• Problem 1
Find every line in the listing below that contains the word "black", and copy each of those lines.

How do I register as a Democrat?

By voting for Democrats in a primary election.

You cannot register with a political party in Indiana. And when you vote in a general election, which party you voted for is not recorded. So the only way to document your association with the Democratic Party is to vote for Democrats in a primary election.

How do I vote?

You got choices! You can choose to vote early in person, absentee-by-mail, or in person on election day.

  • Voting in person on election day. This means bringing your photo ID to a polling location. Your polling location is on your registration or you can look up your voting location here. When you show up to vote, a poll worker will check that you are on the voter rolls. If you are on the voter roll they will give you a ballot and provide you with instructions on how to fill out and submit your ballot. You will make your selections on your ballot in a private area. Then you will bring your completed, concealed ballot to another poll worker who verifies your ballot and you submit your ballot. Congrats on voting!

    • Note- if you are told that you are not on the voter roll, request a provisional ballot. You will vote the same as above and then you and the county have 10 days to verify you meet the voter requirements. If you do, then your vote will be counted.

• Available records

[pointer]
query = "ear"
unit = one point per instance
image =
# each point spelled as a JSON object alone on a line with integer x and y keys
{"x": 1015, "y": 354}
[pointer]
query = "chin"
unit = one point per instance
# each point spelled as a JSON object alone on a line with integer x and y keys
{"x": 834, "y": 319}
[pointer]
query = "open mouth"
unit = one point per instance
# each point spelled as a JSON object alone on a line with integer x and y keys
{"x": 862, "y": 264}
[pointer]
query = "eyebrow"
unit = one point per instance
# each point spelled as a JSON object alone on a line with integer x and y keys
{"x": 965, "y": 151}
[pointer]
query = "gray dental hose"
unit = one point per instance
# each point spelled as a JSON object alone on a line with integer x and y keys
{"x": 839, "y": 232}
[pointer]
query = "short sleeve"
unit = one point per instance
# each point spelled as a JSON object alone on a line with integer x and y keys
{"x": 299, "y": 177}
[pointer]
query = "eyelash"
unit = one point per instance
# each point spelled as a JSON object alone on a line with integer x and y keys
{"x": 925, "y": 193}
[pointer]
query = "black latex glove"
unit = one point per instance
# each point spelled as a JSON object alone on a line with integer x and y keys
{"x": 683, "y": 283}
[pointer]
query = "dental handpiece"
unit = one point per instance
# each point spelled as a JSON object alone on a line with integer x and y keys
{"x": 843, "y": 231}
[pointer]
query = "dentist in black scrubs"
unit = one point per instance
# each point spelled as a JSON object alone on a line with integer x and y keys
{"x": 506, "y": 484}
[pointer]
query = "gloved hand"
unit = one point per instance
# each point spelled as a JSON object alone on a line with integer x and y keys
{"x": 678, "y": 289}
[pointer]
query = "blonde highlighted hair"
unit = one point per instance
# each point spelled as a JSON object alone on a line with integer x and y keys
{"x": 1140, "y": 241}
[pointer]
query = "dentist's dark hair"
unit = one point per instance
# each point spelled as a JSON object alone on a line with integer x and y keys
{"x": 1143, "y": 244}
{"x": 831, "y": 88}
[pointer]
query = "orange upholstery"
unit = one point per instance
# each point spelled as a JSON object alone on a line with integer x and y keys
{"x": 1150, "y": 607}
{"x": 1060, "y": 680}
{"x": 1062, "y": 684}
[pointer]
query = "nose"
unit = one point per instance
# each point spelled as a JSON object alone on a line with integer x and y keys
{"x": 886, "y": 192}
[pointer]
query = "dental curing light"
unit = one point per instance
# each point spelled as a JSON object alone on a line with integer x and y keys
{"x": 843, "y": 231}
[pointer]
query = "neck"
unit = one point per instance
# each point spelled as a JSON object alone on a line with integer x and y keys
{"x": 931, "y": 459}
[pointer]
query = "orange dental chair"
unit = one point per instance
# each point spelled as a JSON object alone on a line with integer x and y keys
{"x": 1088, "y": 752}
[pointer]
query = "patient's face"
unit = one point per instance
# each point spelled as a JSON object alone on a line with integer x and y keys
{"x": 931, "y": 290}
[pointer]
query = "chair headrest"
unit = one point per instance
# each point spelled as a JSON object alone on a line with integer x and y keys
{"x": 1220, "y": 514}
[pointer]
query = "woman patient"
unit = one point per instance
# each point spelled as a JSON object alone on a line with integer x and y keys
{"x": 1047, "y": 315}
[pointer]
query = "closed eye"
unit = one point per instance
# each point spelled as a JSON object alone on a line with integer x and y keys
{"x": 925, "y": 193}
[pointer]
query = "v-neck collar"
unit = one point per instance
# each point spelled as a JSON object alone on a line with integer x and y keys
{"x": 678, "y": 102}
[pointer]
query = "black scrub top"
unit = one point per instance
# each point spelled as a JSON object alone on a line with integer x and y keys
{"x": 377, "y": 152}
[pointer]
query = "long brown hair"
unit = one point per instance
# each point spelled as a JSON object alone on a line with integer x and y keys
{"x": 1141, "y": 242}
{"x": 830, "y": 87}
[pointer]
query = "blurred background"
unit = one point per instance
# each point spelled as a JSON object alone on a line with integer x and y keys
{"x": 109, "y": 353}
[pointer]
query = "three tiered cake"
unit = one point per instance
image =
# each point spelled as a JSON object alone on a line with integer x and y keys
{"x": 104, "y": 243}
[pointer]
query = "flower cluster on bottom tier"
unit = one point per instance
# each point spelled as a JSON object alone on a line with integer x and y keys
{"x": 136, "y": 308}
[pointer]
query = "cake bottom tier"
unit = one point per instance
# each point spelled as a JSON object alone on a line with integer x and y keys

• Problem 2
Write the next part of the text on voting in Indiana, starting after its last sentence.

• Result 1
query = "black latex glove"
query = "dentist in black scrubs"
query = "black scrub top"

• Result 2
  • Voting early in person is the same as above. Beginning 28 days before an election, early voting is available on certain days and hours, usually on weekends. There are fewer polling locations, likely you are going to a county building or city hall to vote.​

  • If you cannot vote in person, you can vote by absentee-by-mail. This allows you to receive a ballot and complete the ballot and mail it back or return it in person. The deadline to request an absentee ballot is usually about two weeks before election day. Read the reasons that allow you to request an absentee ballot here. And request an absentee ballot here.

  • Military and overseas voters have even more options and more time to vote. Check out to learn how to send your vote home.

When do elections happen?

  • Mark your calendars! General elections are always held the first Tuesday, after the first Monday, in November.

  • Each state determines when its primary elections are held. Indiana holds its primary elections on the first Tuesday, after the first Monday, in May.

  • Early voting begins 28 days before the election day.

What's the difference between a primary and a general election?

A primary election determines the major party candidates who will run in the general election.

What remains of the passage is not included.